* **EXERCISE REQUIREMENTS**:
Print all the data that follows exactly, images excluded.

* **RECORDS FOR THE TASK**:

━━━

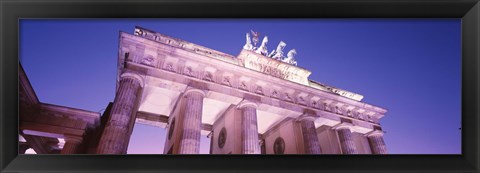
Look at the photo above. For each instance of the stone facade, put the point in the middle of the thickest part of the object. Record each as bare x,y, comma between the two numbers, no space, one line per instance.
248,104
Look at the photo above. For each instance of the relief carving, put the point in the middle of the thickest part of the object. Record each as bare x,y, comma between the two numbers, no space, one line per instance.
243,86
188,71
208,76
226,81
169,67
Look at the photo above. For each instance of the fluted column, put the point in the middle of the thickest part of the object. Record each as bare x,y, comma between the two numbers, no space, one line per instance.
114,139
250,143
310,138
346,140
375,139
192,122
72,145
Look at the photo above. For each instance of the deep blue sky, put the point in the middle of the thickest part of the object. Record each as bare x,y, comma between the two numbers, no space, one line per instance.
412,67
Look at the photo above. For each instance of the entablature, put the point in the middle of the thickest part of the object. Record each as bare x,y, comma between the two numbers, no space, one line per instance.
158,56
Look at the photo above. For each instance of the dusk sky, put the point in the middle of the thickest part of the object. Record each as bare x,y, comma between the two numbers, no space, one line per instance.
411,67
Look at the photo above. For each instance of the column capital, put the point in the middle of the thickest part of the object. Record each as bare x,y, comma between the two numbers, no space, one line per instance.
375,133
343,126
73,139
135,76
309,117
194,90
247,103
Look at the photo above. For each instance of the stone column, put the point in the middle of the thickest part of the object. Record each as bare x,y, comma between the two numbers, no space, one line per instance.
250,143
114,137
346,140
72,145
310,138
192,122
377,145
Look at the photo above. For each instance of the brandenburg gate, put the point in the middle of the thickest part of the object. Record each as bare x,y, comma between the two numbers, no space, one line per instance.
254,103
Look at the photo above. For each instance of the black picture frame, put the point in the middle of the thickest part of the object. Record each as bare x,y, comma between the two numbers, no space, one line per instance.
12,11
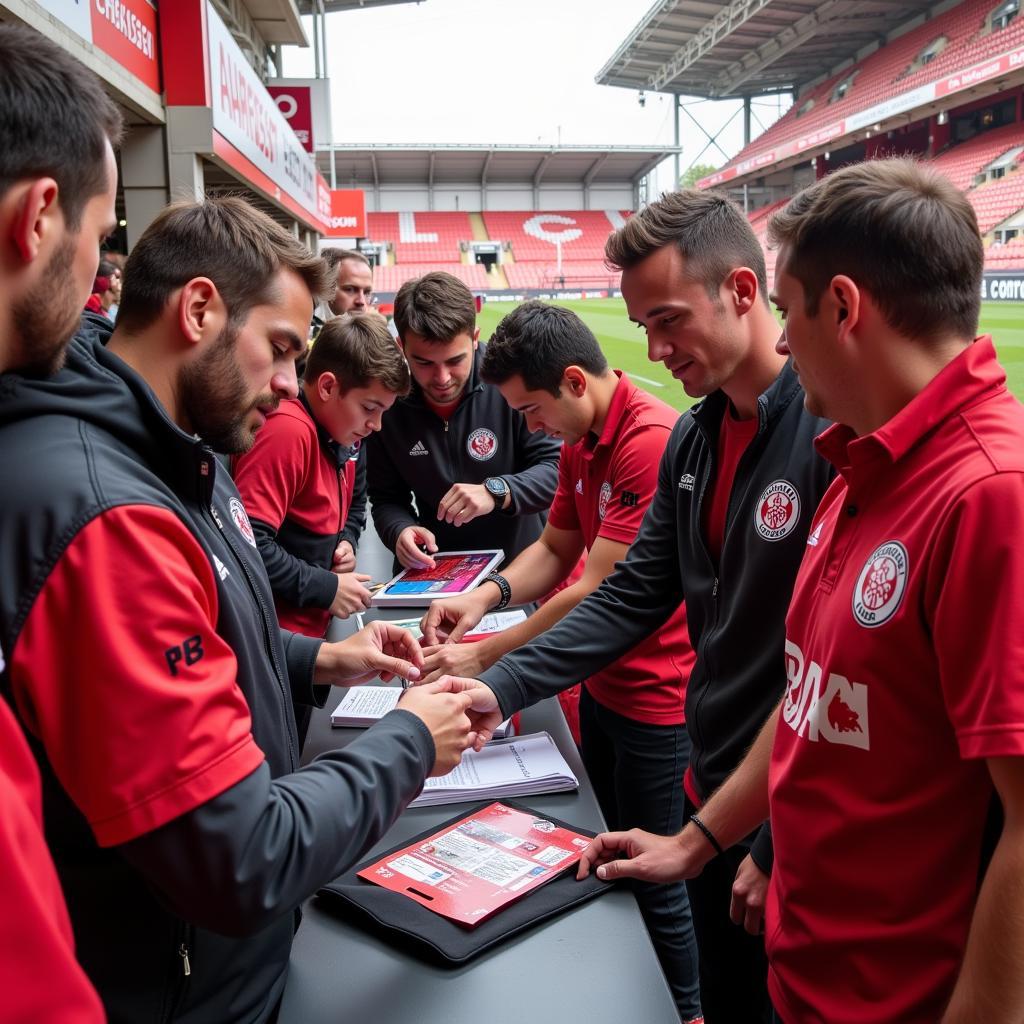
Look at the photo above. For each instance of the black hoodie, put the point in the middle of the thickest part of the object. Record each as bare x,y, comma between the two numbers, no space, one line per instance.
189,920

━━━

* **FINISHED EXERCISE**:
Look at the photo above. For each instance of the stone facade, put the point in the middle of the thickest part of the object. Record each as bare x,y, comma between the two numbers, no space, one line per instance.
248,104
Look at the photo above. For each instance of the relief carving, put the point in the middle of the thickest part of the object. Record each as bare x,y, comma between the two numbers, no space, one line per instance.
243,86
188,71
208,76
226,81
169,67
Look at the photo above. For each instance of the fluted column, put the point in the middle of the thickest part of the object. Record each as bare x,y, comma between the two numbers, no space, one line per instance.
114,139
250,143
310,138
346,140
375,139
192,122
72,145
Look at the photo above. For each instance of the deep blue sky, put the point in the middle of the thickest part of the object. Record each as bare x,y, comma between the two numbers, no space, one line per instance.
412,67
Look at the photo above. For each instance of the entablature, put the point in the middle of the thickest part of the object. Record each as bare x,y, comma between the two numbers, no space, one line per instance.
158,56
Look at the photo above. For each instance of the dusk sky, put the point in the middle of the thickest part of the object. Record each as bare x,y, comma between the two numbers, no space, one line per instance.
411,67
Look at the photo above. For each instance of the column capital, put the point in the middle of the thickest part of the object. Record each as bare x,y, comma between the two numbers, no space, one line per instance.
375,133
343,126
73,139
135,76
309,117
194,90
247,103
Look at the photo above. For each instance of the stone column, put the point in the middle of the thickest part of the object. Record each as bare x,y, comma between the two numbers, no space, one line per instance.
250,143
114,137
346,140
72,145
310,138
192,122
377,145
Look at the photo above. For each instance of the brandenburg gate, put the point in the middle of the thickest part of the object. Record each as bare x,y, comma between the two numbers, no space, one line per instance.
254,103
Look at the photo above. For each instance of the black picture frame, put the point in the middle of the thickest part of the object. Record each as bare x,y, comma between the two numbers, no space, one line per instance.
12,11
Look at the photo above. For each instance of the black hoodie, put the point in the middle of the thickest part of the object. Record each as bare x,y, comma between the two numbers, no space, one line per instance.
189,920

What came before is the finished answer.